Write out, word for word, every line in the data below from the one containing "Give one point for each instance of the rusty" to the one containing "Give one point for each instance of the corroded", both of them included.

── Data supplied

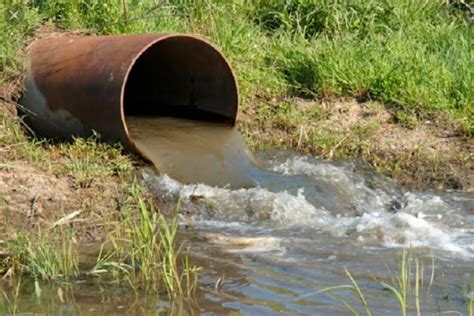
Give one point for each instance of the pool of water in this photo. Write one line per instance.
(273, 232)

────
── Data supplied

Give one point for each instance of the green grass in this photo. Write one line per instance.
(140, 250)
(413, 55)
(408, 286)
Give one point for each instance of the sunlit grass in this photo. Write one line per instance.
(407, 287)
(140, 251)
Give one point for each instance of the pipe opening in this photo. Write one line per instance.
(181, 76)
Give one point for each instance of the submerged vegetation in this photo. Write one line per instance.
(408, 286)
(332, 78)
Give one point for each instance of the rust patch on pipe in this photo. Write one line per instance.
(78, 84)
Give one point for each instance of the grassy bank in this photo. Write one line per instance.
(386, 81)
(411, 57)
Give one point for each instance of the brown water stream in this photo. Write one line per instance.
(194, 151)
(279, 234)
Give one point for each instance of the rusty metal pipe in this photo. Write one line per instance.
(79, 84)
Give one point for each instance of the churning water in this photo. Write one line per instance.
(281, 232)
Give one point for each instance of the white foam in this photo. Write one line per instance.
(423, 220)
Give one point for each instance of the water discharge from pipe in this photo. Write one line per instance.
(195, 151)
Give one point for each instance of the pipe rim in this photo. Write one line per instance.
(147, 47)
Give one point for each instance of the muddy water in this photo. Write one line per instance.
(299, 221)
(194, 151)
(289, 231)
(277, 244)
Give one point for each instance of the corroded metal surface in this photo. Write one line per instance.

────
── Data supplied

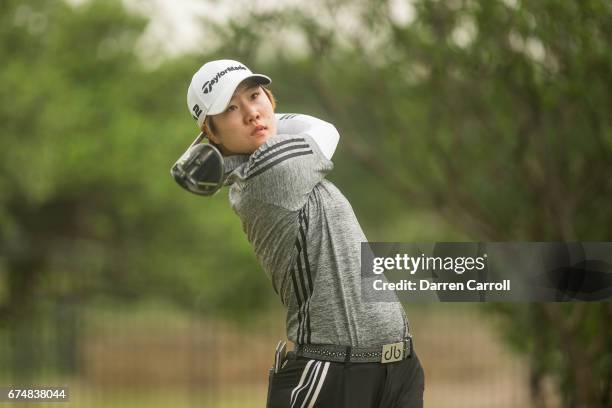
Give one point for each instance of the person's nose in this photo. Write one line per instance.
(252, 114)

────

Your solution –
Give one point for each instance of the rusty metal pipe in this photo. Write one line per instance.
(79, 84)
Give one point for each instance of the churning water in this photo. Write one line per instance.
(281, 232)
Give one point for each instance of the white foam in this photo. Write one line per instance.
(423, 220)
Give one point for each instance of the water discharge from pipe in this photo. Write one line per instance.
(195, 151)
Give one point for each instance of the pipe rim in this photo. Write one line per instance.
(147, 47)
Give one point for each instance of the muddy water in this photo. Write one line per instance.
(299, 221)
(194, 151)
(289, 231)
(277, 244)
Give one point for each instance of the corroded metal surface in this photo. Write one line per instance.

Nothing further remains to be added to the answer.